*** PROVIDED PASSAGE ***

MATTERS OF INTEREST: Aboriginal Leadership in anti-nuclear campaigns
July 6th, 2016
On the 6th of July 2016, Mark acknowledged the work of Aboriginal South Australians who have been leaders in campaigning against the nuclear industry.
The Hon. M.C. PARNELL: This week is NAIDOC Week, a time to celebrate Aboriginal and Torres Strait Islander history, culture and achievements, and an opportunity to recognise the contributions that Indigenous Australians make to our nation. Today I would like to briefly acknowledge some of the Indigenous South Australians who are leaders in campaigning against the nuclear industry.
This week for the 2016 NAIDOC SA Awards, Enice Marsh was named Female Elder of the Year for her work preserving Aboriginal culture and language. Enice Marsh is an Adnyamathanha traditional owner from the Adnyamathanha Camp Law Mob and, alongside her daughter, Dr Jillian Marsh, has been campaigning fiercely to protect their country from becoming the site for the federal government's nuclear waste dump. Enice and Jillian Marsh have also been engaging with the South Australian Nuclear Fuel Cycle Royal Commission and were also centrally involved in the campaign to protect the Arkaroola Wilderness Sanctuary from uranium mining. In a statement, Jillian Marsh said:
"We want no further expansion of the nuclear industry and we will continue to fight for our rights as Traditional Owners in respect of the wisdom of our old people that came before us. That is what Traditional Owners do. We care for our country. We only wish governments and industries would do the same."

*** End of PROVIDED PASSAGE ***

Set down the part of the statement text that opens with the words containing "MATTERS OF INTEREST: Aboriginal" and closes with "are leaders in campaigning against the nuclear industry.". Work only from the statement text.

*** DATA RECORDS ***

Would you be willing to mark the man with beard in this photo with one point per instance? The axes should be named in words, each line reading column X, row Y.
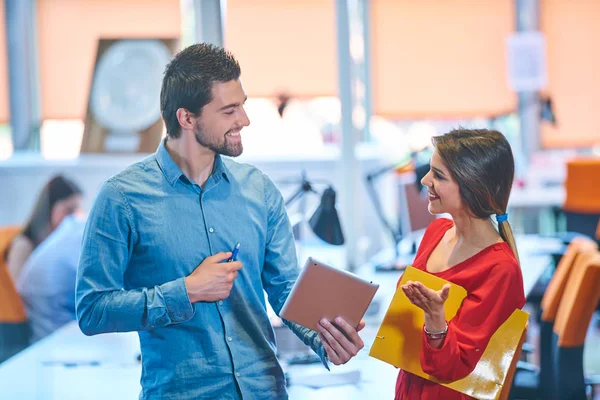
column 156, row 250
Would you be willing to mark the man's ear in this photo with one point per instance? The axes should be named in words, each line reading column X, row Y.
column 187, row 120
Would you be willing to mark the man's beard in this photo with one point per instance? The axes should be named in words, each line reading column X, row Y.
column 225, row 147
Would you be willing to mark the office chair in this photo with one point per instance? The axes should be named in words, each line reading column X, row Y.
column 530, row 381
column 562, row 333
column 14, row 328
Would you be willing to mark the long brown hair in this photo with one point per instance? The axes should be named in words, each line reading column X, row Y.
column 482, row 164
column 56, row 189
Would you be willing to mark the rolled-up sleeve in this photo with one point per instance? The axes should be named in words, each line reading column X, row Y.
column 102, row 303
column 280, row 269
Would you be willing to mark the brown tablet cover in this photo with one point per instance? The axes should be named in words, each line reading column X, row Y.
column 322, row 291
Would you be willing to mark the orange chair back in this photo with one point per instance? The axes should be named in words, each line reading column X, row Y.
column 510, row 375
column 11, row 306
column 579, row 301
column 556, row 287
column 582, row 197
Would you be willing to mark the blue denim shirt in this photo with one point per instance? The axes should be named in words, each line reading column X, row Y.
column 149, row 227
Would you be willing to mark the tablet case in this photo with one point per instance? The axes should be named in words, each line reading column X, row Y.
column 322, row 291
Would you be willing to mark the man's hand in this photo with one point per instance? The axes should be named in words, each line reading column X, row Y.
column 212, row 280
column 341, row 341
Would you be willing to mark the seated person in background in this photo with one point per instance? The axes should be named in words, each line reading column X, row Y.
column 470, row 178
column 47, row 282
column 59, row 197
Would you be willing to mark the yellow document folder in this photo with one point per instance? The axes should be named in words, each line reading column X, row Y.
column 398, row 341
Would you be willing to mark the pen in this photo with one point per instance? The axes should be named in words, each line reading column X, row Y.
column 234, row 254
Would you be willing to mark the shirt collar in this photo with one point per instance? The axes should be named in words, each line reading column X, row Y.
column 172, row 171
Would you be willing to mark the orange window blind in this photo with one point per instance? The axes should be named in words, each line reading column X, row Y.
column 284, row 46
column 68, row 33
column 440, row 58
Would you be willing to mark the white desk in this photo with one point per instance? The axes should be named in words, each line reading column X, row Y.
column 39, row 372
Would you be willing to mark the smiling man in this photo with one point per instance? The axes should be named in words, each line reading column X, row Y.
column 156, row 250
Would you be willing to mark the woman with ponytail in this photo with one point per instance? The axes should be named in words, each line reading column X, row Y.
column 470, row 179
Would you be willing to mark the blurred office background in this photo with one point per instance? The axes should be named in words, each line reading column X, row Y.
column 341, row 93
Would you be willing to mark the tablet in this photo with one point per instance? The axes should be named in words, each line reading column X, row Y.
column 322, row 291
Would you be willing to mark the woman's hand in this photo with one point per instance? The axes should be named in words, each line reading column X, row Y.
column 430, row 301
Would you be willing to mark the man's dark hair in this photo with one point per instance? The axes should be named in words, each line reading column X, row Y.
column 189, row 78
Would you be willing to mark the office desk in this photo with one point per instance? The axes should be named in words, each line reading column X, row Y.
column 70, row 366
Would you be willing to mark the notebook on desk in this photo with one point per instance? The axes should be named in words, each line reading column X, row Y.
column 398, row 341
column 322, row 291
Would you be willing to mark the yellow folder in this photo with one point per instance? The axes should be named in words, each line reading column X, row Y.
column 398, row 341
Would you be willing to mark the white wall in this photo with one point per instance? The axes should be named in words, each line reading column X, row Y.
column 22, row 176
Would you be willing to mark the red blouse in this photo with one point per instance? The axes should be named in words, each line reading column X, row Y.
column 493, row 281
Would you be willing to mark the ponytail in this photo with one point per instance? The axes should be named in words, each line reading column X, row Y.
column 506, row 234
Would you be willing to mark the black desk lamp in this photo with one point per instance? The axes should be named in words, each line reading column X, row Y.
column 398, row 263
column 324, row 222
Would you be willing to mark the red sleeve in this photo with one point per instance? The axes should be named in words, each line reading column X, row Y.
column 480, row 315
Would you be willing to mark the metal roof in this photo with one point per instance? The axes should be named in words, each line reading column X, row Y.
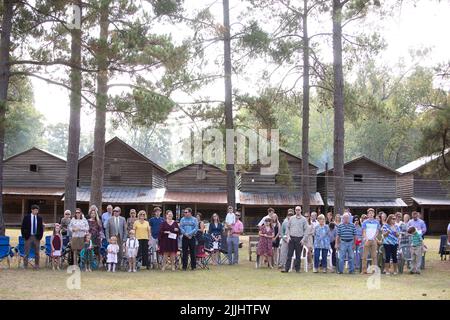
column 375, row 203
column 124, row 194
column 278, row 199
column 54, row 155
column 417, row 164
column 195, row 197
column 358, row 159
column 432, row 201
column 25, row 191
column 126, row 145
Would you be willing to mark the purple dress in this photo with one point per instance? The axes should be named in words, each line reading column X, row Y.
column 265, row 244
column 167, row 245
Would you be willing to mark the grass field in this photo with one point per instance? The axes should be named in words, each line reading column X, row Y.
column 227, row 282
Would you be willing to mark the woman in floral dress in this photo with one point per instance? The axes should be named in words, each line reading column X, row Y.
column 96, row 231
column 266, row 235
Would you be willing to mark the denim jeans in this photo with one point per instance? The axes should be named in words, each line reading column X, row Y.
column 233, row 249
column 317, row 252
column 346, row 250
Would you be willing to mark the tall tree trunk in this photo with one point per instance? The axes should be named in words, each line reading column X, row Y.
column 73, row 148
column 5, row 47
column 231, row 194
column 339, row 131
column 98, row 161
column 305, row 124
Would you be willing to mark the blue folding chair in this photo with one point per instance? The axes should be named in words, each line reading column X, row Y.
column 5, row 250
column 21, row 252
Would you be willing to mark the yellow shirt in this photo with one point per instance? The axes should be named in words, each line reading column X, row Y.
column 141, row 229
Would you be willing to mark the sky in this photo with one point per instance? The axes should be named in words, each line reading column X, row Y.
column 423, row 25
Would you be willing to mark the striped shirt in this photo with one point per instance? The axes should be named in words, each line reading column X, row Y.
column 392, row 237
column 416, row 239
column 346, row 231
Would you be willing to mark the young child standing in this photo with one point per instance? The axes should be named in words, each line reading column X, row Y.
column 416, row 250
column 112, row 251
column 87, row 253
column 56, row 244
column 131, row 249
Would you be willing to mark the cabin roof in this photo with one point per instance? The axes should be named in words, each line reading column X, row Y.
column 124, row 194
column 371, row 202
column 38, row 149
column 419, row 163
column 359, row 159
column 126, row 145
column 29, row 191
column 429, row 201
column 194, row 164
column 278, row 198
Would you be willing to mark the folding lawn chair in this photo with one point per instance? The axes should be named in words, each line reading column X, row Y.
column 21, row 253
column 303, row 259
column 5, row 250
column 202, row 257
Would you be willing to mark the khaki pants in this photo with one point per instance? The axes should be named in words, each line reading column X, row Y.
column 370, row 246
column 32, row 240
column 416, row 258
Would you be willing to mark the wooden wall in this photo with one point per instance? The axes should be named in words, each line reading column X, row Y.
column 187, row 179
column 378, row 182
column 134, row 170
column 252, row 181
column 51, row 170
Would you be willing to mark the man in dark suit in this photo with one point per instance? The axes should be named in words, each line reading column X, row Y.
column 32, row 232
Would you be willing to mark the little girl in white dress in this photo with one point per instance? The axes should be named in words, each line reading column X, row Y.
column 131, row 250
column 112, row 251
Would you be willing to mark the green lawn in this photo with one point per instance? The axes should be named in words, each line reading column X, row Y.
column 226, row 282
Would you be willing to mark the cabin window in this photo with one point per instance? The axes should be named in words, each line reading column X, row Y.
column 115, row 170
column 201, row 174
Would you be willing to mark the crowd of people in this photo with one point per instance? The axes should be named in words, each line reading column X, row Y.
column 374, row 238
column 129, row 239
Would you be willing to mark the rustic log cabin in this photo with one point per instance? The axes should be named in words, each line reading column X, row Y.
column 368, row 184
column 425, row 187
column 281, row 191
column 131, row 180
column 200, row 186
column 34, row 176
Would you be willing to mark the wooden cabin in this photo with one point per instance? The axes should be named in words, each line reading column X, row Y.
column 131, row 180
column 280, row 191
column 34, row 176
column 368, row 184
column 425, row 187
column 202, row 187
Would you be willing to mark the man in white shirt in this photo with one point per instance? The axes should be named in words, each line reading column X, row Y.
column 270, row 213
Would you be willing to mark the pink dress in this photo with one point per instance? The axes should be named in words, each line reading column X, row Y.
column 265, row 244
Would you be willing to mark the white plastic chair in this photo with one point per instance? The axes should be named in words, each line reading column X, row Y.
column 303, row 259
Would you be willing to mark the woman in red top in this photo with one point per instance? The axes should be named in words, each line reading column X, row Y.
column 168, row 240
column 56, row 244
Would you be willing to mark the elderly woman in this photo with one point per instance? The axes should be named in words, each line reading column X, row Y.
column 308, row 239
column 215, row 229
column 96, row 230
column 321, row 243
column 78, row 227
column 131, row 220
column 142, row 230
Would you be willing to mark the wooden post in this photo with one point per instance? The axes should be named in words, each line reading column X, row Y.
column 243, row 215
column 326, row 188
column 55, row 209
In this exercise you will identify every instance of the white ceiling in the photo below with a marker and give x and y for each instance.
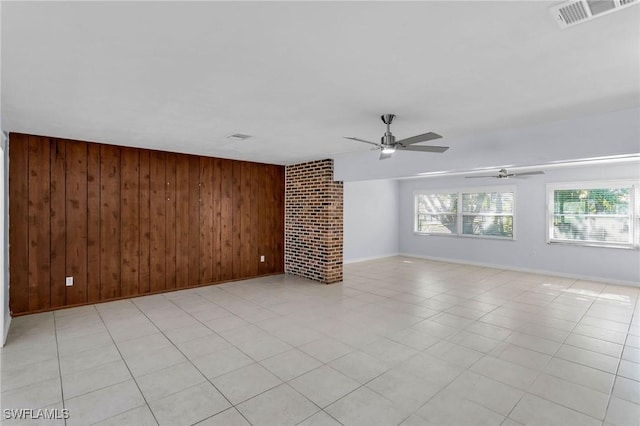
(299, 76)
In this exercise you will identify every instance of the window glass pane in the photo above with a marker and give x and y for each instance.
(487, 202)
(498, 226)
(436, 213)
(594, 214)
(601, 201)
(591, 228)
(437, 203)
(436, 224)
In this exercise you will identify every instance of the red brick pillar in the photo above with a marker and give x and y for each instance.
(313, 222)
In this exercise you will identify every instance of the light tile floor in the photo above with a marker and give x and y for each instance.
(400, 341)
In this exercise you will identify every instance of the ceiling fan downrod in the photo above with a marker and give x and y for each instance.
(388, 139)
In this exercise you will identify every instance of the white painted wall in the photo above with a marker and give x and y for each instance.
(5, 317)
(371, 212)
(529, 251)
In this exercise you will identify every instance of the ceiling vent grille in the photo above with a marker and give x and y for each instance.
(238, 137)
(576, 12)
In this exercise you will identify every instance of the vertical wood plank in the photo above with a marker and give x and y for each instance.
(170, 221)
(93, 222)
(279, 219)
(19, 223)
(226, 220)
(262, 217)
(182, 220)
(254, 251)
(236, 218)
(246, 255)
(129, 226)
(110, 253)
(59, 236)
(217, 195)
(76, 221)
(194, 220)
(157, 184)
(145, 237)
(271, 215)
(206, 220)
(39, 223)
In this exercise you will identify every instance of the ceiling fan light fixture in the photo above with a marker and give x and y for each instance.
(388, 149)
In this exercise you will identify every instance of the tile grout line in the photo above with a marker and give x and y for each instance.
(128, 369)
(55, 330)
(615, 379)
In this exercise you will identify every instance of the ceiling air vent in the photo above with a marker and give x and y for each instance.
(575, 12)
(238, 137)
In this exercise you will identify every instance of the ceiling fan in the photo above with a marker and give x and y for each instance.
(503, 174)
(388, 144)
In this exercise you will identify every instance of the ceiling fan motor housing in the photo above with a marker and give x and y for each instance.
(388, 139)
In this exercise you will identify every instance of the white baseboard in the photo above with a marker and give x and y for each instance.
(528, 270)
(364, 259)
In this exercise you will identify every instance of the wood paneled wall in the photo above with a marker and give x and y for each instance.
(126, 221)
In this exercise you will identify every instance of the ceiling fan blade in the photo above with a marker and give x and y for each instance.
(361, 140)
(422, 148)
(539, 172)
(420, 138)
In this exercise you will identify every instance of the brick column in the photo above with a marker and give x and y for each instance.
(313, 222)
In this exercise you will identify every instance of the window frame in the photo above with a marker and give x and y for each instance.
(634, 211)
(460, 214)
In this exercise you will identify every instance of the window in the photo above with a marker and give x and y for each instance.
(487, 213)
(603, 214)
(437, 213)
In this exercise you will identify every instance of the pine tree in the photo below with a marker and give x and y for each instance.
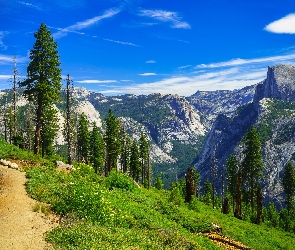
(125, 148)
(29, 127)
(288, 182)
(49, 129)
(70, 124)
(112, 142)
(144, 156)
(97, 150)
(189, 184)
(43, 83)
(135, 165)
(83, 139)
(232, 168)
(208, 192)
(159, 182)
(252, 165)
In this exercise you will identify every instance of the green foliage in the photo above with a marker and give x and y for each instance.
(252, 165)
(83, 139)
(288, 182)
(96, 217)
(232, 168)
(135, 166)
(112, 142)
(119, 180)
(159, 183)
(43, 83)
(176, 197)
(97, 150)
(49, 128)
(208, 193)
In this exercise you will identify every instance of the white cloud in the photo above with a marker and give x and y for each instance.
(8, 59)
(239, 61)
(5, 77)
(124, 43)
(150, 61)
(284, 25)
(229, 79)
(185, 66)
(29, 5)
(96, 81)
(2, 35)
(166, 16)
(85, 24)
(147, 74)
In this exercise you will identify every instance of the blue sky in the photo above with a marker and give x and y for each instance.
(142, 47)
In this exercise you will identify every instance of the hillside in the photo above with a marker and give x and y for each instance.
(176, 127)
(113, 212)
(272, 112)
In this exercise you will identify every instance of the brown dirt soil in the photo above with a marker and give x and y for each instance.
(20, 227)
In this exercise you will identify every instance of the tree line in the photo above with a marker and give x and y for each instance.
(113, 149)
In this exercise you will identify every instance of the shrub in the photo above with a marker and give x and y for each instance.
(119, 180)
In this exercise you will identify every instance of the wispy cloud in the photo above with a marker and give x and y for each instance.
(96, 81)
(150, 61)
(5, 77)
(85, 24)
(8, 59)
(2, 35)
(239, 61)
(30, 5)
(185, 66)
(284, 25)
(229, 79)
(228, 75)
(147, 74)
(166, 16)
(120, 42)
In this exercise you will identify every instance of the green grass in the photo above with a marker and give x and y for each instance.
(113, 213)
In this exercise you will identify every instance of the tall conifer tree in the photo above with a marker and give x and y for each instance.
(83, 139)
(43, 83)
(112, 142)
(97, 150)
(252, 165)
(135, 165)
(144, 156)
(232, 168)
(289, 186)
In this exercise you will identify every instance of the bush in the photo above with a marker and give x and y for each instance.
(175, 196)
(119, 180)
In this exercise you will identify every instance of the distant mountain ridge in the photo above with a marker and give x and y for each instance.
(177, 126)
(273, 113)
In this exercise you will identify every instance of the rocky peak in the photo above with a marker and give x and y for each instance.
(280, 84)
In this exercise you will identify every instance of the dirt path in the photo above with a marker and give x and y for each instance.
(20, 227)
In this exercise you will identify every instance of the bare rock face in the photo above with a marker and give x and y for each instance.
(280, 84)
(271, 110)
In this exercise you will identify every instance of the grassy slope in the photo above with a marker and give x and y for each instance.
(112, 213)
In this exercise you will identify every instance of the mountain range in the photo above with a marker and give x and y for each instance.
(193, 130)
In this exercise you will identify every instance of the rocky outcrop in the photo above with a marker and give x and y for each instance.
(280, 84)
(270, 109)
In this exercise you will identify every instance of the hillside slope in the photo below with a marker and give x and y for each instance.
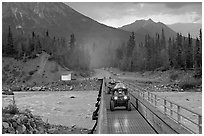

*** End of DATA RECORDS ***

> RESPONSE FOR THIS EXERCISE:
MATTERS OF INTEREST: Aboriginal Leadership in anti-nuclear campaigns
July 6th, 2016
On the 6th of July 2016, Mark acknowledged the work of Aboriginal South Australians who have been leaders in campaigning against the nuclear industry.
The Hon. M.C. PARNELL: This week is NAIDOC Week, a time to celebrate Aboriginal and Torres Strait Islander history, culture and achievements, and an opportunity to recognise the contributions that Indigenous Australians make to our nation. Today I would like to briefly acknowledge some of the Indigenous South Australians who are leaders in campaigning against the nuclear industry.